**Problem requirements:** Each line of the data below from the one holding "the sky and" to the one holding "of the faucet", inclusive, is to be reproduced exactly; no other line belongs in the answer.

**Supplied material:**
════

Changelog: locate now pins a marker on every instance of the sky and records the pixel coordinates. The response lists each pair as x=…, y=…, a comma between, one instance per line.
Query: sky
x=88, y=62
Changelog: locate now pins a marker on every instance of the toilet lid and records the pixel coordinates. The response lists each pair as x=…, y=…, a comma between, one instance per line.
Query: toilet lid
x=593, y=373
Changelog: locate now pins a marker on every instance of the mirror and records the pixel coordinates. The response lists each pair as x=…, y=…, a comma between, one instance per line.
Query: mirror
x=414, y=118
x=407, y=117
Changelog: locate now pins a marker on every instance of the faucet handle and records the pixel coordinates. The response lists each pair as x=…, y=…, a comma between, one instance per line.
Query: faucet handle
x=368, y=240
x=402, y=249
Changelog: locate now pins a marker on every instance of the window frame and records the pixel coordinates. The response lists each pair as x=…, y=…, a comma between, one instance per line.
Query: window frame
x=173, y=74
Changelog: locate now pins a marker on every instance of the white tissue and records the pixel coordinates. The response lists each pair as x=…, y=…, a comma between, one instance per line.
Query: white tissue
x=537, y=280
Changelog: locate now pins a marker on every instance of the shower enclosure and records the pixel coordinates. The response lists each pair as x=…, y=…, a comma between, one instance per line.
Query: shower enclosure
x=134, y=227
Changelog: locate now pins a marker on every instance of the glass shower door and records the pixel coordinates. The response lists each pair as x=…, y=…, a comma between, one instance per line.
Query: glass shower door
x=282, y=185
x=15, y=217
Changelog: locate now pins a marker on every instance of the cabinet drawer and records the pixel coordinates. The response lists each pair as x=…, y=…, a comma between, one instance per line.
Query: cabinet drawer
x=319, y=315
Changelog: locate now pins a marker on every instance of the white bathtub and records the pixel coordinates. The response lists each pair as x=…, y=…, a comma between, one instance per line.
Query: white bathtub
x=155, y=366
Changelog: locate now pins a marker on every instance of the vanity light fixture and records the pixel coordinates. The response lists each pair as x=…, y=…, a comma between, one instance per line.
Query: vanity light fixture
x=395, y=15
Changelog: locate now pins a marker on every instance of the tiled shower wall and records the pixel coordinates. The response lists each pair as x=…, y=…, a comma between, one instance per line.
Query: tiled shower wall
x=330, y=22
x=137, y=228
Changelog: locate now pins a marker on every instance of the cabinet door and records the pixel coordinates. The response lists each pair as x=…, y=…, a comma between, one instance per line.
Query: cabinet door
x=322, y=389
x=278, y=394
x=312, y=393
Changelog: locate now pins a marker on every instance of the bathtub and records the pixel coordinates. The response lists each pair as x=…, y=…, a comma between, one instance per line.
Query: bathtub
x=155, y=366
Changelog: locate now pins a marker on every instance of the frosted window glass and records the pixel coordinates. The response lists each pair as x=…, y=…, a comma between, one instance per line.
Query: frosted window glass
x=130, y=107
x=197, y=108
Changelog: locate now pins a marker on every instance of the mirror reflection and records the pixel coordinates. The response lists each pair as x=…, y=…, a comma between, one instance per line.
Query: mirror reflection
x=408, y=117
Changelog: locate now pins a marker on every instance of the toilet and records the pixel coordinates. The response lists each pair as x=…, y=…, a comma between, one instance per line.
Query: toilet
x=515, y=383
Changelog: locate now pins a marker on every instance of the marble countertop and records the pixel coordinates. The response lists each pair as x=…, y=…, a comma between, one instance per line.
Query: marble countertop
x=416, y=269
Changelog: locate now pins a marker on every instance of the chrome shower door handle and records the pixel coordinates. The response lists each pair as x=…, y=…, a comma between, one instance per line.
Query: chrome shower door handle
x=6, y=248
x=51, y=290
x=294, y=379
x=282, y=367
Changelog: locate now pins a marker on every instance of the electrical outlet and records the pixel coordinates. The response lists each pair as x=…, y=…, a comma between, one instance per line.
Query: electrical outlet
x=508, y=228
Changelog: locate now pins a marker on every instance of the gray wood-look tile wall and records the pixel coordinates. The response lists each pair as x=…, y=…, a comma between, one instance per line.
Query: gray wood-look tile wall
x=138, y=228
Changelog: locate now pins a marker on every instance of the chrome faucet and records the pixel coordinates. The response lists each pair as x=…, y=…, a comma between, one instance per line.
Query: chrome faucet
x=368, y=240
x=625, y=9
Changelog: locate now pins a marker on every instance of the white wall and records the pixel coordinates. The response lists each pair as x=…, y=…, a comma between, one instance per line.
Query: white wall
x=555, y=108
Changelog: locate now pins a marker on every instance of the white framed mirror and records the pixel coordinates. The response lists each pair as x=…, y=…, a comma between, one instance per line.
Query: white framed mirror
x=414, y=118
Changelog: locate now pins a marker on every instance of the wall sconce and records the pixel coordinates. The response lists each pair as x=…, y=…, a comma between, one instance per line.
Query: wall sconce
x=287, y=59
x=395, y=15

════

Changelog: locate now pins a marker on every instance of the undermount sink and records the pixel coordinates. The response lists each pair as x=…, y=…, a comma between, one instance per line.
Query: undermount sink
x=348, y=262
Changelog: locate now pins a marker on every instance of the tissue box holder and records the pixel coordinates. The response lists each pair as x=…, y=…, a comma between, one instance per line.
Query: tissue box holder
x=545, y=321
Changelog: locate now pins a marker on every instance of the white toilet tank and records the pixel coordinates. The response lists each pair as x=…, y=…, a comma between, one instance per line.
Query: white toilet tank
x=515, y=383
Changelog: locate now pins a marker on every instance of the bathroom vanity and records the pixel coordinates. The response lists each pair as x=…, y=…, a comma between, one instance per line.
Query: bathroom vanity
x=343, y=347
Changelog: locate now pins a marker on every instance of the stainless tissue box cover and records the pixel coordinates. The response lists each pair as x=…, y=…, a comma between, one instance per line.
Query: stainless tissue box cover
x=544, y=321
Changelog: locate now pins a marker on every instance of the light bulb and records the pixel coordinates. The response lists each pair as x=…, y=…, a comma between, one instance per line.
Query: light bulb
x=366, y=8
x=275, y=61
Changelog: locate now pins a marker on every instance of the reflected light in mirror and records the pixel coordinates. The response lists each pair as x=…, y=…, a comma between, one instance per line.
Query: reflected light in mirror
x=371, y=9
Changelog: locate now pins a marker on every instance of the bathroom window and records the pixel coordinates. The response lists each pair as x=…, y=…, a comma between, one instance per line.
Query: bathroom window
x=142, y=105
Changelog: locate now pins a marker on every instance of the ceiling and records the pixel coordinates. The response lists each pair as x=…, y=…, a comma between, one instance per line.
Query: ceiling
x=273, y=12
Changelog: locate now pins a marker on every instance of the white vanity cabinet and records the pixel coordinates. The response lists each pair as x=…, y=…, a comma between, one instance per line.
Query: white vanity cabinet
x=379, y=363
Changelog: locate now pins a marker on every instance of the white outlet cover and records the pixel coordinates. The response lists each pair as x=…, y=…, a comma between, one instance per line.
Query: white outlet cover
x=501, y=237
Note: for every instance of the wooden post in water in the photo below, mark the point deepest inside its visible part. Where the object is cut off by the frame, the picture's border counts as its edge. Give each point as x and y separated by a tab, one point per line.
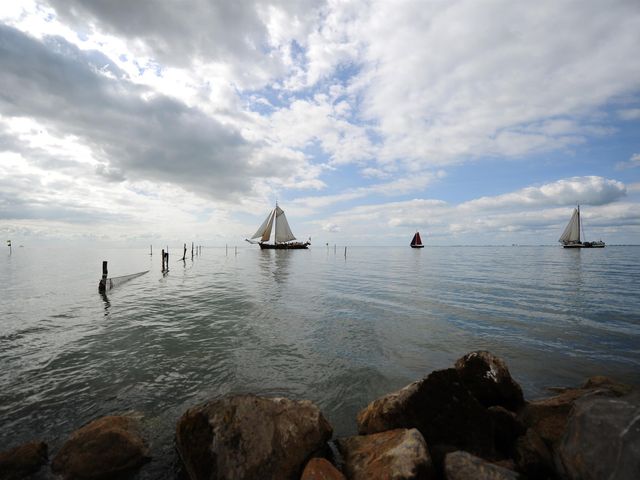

════

**Final answer:**
Changelog: locate now pins a marker on every instance of the sky and records the pixel coordinates. The response lists each pair as x=…, y=…, a comma between, one instance per line.
Query: sky
x=88, y=62
Changelog: locate now pins a marker on every instance of the toilet lid and records the pixel coordinates. The response lists each pair as x=…, y=…, a comma between, one instance per line.
Query: toilet lid
x=593, y=373
Changelog: locate now pins a marker on every instance of the mirror and records the pixel coordinates. The response lists each pair as x=…, y=…, a comma between, one instance per line.
Query: mirror
x=414, y=118
x=407, y=117
Changelog: locate now pins a marker on every instance of the faucet handle and records the pixel coordinates. The response lists each pair as x=…, y=…, a comma between, one instance per line.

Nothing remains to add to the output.